- **WHAT THE TASK REQUIRES**:
Gather each line from the entries below that contains the string "rocky", and copy those lines in full.

--- START PROVIDED DATA ---

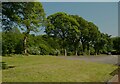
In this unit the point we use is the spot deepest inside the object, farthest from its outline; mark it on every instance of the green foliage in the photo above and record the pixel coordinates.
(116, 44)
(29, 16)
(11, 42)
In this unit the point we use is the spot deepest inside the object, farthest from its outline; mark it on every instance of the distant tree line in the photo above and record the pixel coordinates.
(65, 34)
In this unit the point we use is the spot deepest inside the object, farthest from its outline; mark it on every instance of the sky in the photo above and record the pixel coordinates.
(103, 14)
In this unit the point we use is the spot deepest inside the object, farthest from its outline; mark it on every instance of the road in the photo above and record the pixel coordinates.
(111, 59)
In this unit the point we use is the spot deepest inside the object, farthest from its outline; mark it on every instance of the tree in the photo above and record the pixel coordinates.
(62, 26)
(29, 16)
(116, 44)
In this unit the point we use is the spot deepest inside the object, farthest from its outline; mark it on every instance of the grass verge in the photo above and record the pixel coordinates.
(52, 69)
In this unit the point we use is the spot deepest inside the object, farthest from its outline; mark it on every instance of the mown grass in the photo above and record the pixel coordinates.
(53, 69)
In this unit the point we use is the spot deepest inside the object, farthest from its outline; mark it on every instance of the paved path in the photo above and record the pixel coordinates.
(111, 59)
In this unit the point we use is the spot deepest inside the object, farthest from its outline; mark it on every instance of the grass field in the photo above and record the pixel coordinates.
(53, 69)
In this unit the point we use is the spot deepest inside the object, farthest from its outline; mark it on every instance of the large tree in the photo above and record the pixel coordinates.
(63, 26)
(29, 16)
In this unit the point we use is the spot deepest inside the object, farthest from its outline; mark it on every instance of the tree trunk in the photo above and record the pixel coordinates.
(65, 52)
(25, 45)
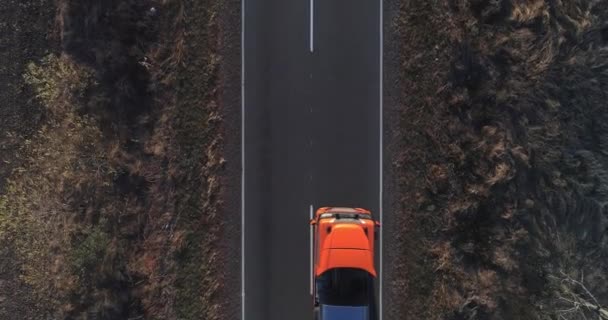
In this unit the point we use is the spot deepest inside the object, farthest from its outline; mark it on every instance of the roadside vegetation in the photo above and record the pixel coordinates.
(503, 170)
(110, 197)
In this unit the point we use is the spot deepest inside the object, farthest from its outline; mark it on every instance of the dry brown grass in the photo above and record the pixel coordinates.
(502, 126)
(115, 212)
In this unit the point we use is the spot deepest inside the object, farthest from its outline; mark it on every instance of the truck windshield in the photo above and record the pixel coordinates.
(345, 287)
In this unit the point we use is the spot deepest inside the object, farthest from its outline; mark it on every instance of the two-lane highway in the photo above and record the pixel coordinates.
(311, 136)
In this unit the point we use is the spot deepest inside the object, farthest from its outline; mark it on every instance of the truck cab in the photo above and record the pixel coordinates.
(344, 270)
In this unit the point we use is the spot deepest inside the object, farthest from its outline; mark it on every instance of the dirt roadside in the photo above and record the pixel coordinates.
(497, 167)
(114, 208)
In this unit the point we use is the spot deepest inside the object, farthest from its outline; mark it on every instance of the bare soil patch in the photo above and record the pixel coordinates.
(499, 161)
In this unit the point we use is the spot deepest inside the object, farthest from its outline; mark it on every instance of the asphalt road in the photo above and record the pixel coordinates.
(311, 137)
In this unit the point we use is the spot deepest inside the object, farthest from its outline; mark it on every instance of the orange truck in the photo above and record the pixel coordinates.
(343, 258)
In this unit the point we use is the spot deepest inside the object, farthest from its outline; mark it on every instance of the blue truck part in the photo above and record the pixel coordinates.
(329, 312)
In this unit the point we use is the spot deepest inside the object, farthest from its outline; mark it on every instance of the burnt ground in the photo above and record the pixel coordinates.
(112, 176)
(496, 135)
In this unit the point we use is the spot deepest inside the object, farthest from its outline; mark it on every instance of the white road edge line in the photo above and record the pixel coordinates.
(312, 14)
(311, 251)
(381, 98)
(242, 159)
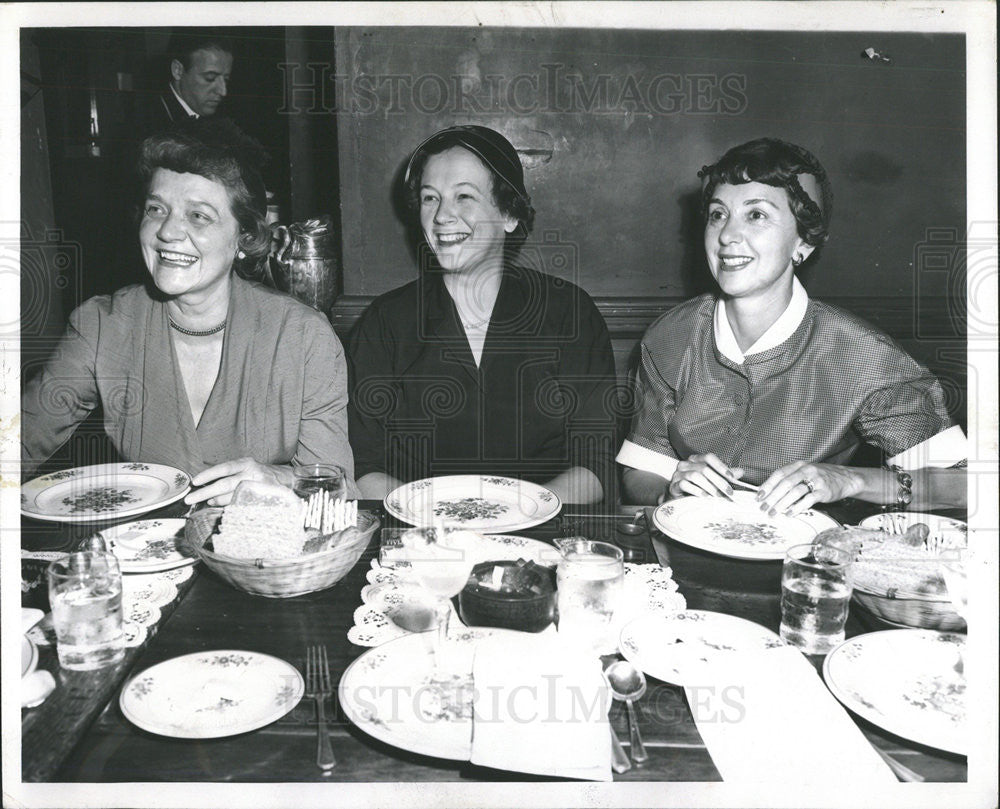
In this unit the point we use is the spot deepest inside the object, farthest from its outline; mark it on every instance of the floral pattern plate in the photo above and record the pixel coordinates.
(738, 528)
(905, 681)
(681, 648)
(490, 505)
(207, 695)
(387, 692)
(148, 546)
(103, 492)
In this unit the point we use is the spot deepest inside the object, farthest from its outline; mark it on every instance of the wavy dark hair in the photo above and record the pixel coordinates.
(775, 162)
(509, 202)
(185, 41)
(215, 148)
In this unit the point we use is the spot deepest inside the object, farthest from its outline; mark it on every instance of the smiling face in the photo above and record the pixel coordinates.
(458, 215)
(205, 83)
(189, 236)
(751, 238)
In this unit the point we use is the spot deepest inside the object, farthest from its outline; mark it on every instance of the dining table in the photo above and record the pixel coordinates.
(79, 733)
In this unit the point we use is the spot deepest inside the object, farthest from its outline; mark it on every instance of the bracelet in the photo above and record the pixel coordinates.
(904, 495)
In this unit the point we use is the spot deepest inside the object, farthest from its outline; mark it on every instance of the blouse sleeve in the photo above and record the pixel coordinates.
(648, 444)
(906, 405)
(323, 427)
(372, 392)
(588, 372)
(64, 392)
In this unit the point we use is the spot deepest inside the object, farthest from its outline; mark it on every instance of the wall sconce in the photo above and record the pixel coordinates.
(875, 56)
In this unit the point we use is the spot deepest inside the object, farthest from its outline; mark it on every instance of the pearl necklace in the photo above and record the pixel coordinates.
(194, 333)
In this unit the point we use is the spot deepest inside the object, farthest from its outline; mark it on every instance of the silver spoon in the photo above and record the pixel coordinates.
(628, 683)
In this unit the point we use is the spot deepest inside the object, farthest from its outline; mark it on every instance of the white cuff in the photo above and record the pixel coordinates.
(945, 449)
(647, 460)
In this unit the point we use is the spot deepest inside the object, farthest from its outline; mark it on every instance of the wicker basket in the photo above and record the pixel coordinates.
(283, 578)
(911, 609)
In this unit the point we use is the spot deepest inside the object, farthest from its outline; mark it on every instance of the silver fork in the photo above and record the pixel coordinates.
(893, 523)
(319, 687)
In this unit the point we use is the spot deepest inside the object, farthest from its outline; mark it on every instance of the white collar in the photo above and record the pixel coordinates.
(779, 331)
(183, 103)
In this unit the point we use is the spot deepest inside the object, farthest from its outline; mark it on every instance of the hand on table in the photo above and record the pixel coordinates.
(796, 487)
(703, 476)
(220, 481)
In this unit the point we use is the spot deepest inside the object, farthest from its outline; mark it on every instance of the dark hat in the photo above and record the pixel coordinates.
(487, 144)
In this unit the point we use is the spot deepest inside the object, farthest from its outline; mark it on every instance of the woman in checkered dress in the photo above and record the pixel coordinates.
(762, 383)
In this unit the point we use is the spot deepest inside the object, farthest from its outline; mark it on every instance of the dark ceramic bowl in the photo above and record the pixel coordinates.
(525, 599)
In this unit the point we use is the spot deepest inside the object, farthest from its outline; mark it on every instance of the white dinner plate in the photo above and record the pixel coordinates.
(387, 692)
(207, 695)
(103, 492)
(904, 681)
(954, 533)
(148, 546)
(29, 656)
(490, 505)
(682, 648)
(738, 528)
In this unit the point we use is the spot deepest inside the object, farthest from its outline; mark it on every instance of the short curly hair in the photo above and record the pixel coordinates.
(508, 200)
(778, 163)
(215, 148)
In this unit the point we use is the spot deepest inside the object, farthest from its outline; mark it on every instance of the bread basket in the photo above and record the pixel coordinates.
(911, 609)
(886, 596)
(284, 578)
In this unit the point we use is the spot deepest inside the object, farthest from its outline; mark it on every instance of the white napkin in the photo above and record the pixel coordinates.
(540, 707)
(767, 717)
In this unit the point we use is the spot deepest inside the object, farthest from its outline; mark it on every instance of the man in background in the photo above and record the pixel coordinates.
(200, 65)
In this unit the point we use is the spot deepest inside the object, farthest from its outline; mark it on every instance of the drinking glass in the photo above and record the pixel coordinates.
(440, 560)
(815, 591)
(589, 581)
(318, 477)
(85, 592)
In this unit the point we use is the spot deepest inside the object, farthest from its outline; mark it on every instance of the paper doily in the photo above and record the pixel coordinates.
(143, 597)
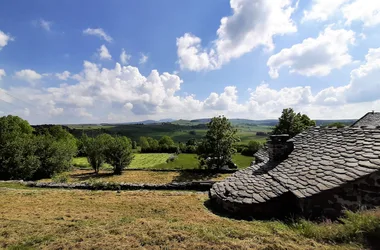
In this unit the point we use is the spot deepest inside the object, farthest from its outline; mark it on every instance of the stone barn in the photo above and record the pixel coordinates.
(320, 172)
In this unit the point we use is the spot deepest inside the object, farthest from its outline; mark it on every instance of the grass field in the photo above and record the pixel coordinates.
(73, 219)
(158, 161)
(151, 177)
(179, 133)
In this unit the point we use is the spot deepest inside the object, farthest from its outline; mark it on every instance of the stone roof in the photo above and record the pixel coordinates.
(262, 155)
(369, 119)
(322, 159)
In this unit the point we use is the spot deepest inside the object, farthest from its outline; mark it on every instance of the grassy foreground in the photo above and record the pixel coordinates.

--- END PROVIDED DATA ---
--- START PROVIDED DATA ---

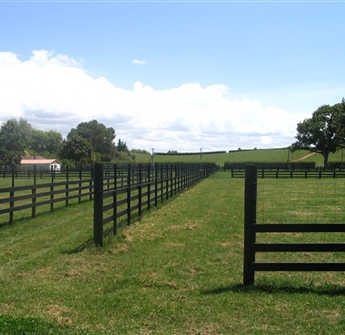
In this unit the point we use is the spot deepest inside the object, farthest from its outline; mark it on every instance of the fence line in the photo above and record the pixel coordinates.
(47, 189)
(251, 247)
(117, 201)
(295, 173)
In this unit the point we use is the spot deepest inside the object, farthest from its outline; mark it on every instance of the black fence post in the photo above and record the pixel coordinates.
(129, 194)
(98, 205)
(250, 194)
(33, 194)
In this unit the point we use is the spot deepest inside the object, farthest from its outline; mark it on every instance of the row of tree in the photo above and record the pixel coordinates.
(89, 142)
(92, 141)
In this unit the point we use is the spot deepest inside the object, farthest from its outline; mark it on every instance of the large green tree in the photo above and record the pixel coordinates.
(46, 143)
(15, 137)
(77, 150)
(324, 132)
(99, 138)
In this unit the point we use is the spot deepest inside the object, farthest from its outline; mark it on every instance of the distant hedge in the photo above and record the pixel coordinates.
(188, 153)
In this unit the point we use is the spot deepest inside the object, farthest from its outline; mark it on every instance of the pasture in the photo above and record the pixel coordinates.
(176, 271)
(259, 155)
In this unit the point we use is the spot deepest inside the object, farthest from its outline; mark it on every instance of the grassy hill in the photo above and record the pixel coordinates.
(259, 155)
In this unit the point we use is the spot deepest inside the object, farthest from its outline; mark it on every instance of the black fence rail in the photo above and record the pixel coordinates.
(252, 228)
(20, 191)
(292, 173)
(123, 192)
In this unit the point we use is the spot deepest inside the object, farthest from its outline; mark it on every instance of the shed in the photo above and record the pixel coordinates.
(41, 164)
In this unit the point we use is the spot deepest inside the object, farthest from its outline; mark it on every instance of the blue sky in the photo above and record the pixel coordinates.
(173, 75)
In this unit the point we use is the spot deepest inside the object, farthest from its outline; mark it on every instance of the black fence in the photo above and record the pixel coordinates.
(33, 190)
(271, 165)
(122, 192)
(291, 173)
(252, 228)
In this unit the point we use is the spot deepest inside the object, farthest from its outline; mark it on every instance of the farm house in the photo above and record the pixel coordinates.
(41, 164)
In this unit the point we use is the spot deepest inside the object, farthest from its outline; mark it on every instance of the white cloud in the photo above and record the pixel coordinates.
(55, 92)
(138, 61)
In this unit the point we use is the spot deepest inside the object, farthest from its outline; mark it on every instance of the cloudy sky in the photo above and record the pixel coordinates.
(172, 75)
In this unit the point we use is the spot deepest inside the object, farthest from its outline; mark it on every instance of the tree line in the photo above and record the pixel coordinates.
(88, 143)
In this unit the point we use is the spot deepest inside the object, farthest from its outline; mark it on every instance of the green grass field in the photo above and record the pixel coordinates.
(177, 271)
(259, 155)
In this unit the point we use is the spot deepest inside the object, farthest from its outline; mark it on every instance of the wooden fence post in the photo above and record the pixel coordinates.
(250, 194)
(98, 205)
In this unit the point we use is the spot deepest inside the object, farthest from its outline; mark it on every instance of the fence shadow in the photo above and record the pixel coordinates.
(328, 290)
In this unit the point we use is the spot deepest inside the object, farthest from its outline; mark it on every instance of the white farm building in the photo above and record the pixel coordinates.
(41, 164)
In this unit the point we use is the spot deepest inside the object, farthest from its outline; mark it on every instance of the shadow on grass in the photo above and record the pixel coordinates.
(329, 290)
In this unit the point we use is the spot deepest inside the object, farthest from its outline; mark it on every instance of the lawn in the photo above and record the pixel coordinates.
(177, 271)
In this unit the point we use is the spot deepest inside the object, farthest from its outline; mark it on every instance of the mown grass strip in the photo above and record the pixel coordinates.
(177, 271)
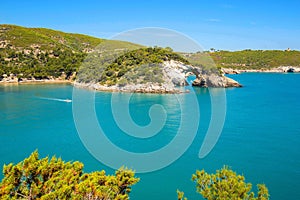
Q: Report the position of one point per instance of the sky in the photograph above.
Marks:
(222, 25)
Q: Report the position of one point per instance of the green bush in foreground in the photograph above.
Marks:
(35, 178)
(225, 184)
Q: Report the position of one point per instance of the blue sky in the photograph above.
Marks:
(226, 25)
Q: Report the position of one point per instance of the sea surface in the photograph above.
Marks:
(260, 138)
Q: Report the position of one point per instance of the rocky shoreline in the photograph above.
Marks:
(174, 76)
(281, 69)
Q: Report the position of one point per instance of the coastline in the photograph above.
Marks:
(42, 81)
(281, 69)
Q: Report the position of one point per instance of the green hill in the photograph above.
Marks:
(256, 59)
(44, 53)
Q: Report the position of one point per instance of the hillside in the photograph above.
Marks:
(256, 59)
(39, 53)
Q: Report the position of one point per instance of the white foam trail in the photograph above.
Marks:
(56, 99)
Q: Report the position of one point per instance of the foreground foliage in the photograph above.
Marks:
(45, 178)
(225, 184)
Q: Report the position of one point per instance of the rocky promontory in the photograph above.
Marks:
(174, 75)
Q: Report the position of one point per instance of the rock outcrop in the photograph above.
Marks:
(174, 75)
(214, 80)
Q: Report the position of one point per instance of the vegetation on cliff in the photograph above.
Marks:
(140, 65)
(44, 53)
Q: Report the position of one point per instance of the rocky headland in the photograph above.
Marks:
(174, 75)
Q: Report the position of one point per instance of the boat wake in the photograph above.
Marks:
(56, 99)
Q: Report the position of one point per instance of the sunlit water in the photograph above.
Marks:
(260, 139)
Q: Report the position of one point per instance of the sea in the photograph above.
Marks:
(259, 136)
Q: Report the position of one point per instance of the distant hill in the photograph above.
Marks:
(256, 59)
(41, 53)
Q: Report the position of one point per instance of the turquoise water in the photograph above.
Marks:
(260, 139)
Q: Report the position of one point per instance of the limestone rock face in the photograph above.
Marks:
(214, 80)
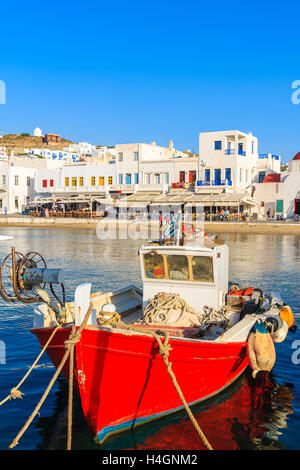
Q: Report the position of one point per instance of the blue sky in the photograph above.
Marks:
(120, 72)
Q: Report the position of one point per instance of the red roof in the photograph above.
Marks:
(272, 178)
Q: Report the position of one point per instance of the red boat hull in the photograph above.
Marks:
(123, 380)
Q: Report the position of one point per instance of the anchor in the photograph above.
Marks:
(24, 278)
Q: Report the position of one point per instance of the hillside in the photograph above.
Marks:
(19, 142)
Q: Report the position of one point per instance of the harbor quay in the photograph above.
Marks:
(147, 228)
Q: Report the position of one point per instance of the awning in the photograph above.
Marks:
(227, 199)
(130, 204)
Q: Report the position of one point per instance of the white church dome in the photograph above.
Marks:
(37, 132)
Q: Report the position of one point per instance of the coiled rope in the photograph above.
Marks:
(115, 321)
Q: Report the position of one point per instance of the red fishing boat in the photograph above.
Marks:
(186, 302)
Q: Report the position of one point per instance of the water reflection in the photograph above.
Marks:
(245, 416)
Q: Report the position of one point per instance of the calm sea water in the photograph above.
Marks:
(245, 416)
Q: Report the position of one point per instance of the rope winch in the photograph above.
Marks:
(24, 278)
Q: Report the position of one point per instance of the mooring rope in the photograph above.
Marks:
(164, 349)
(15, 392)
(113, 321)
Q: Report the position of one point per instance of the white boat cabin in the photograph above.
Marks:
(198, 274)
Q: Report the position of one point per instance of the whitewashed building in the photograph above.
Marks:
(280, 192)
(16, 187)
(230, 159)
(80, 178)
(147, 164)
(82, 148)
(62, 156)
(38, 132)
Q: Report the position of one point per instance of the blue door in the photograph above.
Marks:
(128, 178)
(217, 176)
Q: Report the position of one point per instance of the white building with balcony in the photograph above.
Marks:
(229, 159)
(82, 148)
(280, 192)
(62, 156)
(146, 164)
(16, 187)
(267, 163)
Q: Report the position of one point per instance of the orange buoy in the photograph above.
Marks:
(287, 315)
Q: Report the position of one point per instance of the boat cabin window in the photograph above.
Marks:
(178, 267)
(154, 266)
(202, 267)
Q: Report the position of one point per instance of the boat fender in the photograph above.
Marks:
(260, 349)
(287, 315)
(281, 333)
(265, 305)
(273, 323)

--- END PROVIDED DATA ---

- **RESULT**:
Q: Report the position of one point per instance of the rocky shoreline in the photograph above.
Q: Report the position of one point per instance of the rocky promontory in the photograph above.
Q: Report the position of one point per instance of the rocky headland in the photograph above.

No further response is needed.